Document segment
>>>
For a different solution from the previous one you could produce an estimation with an arbitrary precision using a quadtree.

This also works for any shape union if you can tell if a square is inside or outside or intersects the shape.

Each cell has one of the states : empty , full , partial

The algorithm consists in "drawing" the circles in the quadtree starting with a low resolution ( 4 cells for instance marked as empty). Each cell is either :

• inside at least one circle, then mark the cell as full,
• outside all circles, mark the cell as empty,
• else mark the cell as partial.

When it's done, you can compute an estimation of the area : the full cells give the lower bound, the empty cells give the higher bound, the partial cells give the max area error.

If the error is too big for you, you refine the partial cells until you get the right precision.

I think this will be easier to implement than the geometric method which may require to handle a lot of special cases.

Depending on what problem you are trying to solve it could be sufficient to get an upper and lower bound. An upper bound is easy, just the sum of all the circles. For a lower bound you can pick a single radius such that none of the circles overlap. To better that find the largest radius (up to the actual radius) for each circle so that it doesn't overlap. It should also be pretty trivial to remove any completely overlapped circles (All such circles satisfy |P_a - P_b| <= r_a) where P_a is the center of circle A, P_b is the center of circle B, and r_a is the radius of A) and this betters both the upper and lower bound. You could also get a better Upper bound if you use your pair formula on arbitrary pairs instead of just the sum of all the circles. There might be a good way to pick the "best" pairs (the pairs that result in the minimal total area.

Given an upper and lower bound you might be able to better tune a Monte-carlo approach, but nothing specific comes to mind. Another option (again depending on your application) is to rasterize the circles and count pixels. It is basically the Monte-carlo approach with a fixed distribution.

Find all circle intersections on the outer perimeter (e.g. B,D,F,H on the following diagram). Connect them together with the centres of the corresponding circles to form a polygon. The area of the union of the circles is the area of the polygon + the area of the circle slices defined by consecutive intersection points and the circle center in between them. You'll need to also account for any holes.
<<<
Data excerpts:
>>>
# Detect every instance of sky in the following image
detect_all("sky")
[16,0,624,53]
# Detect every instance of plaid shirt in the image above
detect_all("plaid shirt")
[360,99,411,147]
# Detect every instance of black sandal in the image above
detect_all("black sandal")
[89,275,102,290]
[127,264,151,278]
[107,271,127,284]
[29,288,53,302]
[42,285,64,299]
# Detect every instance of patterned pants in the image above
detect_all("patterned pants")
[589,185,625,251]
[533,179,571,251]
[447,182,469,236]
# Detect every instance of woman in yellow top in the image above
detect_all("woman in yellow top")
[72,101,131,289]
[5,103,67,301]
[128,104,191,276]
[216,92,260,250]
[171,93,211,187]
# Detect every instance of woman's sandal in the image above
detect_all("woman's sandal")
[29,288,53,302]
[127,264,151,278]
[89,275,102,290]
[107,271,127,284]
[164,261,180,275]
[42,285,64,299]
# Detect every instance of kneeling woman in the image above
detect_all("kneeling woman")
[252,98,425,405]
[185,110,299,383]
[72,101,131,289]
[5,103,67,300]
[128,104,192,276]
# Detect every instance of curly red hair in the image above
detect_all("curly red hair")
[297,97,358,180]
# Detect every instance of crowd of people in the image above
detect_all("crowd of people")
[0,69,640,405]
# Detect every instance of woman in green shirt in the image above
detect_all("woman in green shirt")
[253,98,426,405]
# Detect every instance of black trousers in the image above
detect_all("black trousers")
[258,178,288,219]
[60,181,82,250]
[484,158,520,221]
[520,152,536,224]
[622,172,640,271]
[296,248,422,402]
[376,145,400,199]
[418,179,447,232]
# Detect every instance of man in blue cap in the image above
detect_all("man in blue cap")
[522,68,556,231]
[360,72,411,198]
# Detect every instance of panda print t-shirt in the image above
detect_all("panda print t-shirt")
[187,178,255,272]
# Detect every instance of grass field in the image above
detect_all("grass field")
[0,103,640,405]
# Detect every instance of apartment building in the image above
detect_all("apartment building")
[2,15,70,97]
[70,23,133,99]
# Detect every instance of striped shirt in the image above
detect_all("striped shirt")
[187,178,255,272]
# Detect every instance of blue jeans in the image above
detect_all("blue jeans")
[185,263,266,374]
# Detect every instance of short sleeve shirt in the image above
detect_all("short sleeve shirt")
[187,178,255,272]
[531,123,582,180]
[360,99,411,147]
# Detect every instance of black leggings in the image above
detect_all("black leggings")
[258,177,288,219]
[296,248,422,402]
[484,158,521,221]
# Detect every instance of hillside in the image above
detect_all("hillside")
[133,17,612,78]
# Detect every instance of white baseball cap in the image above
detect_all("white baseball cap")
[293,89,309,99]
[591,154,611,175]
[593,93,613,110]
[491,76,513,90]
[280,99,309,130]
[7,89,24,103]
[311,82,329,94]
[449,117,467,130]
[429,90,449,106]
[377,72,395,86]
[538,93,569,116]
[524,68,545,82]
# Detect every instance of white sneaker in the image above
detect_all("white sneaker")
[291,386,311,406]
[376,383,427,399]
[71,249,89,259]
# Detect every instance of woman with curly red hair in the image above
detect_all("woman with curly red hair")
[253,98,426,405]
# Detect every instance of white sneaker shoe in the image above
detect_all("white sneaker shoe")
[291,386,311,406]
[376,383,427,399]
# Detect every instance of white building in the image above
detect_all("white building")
<<<
Exercise set
A. Please print the stretch of the thread on the area of a union of circles from "Each cell has" through "of special cases.".
B. In the thread on the area of a union of circles, what states can a quadtree cell have?
The entries have nothing to do with the thread on the area of a union of circles.

Set of answers
A.
Each cell has one of the states : empty , full , partial

The algorithm consists in "drawing" the circles in the quadtree starting with a low resolution ( 4 cells for instance marked as empty). Each cell is either :

• inside at least one circle, then mark the cell as full,
• outside all circles, mark the cell as empty,
• else mark the cell as partial.

When it's done, you can compute an estimation of the area : the full cells give the lower bound, the empty cells give the higher bound, the partial cells give the max area error.

If the error is too big for you, you refine the partial cells until you get the right precision.

I think this will be easier to implement than the geometric method which may require to handle a lot of special cases.

B. Empty, full, or partial.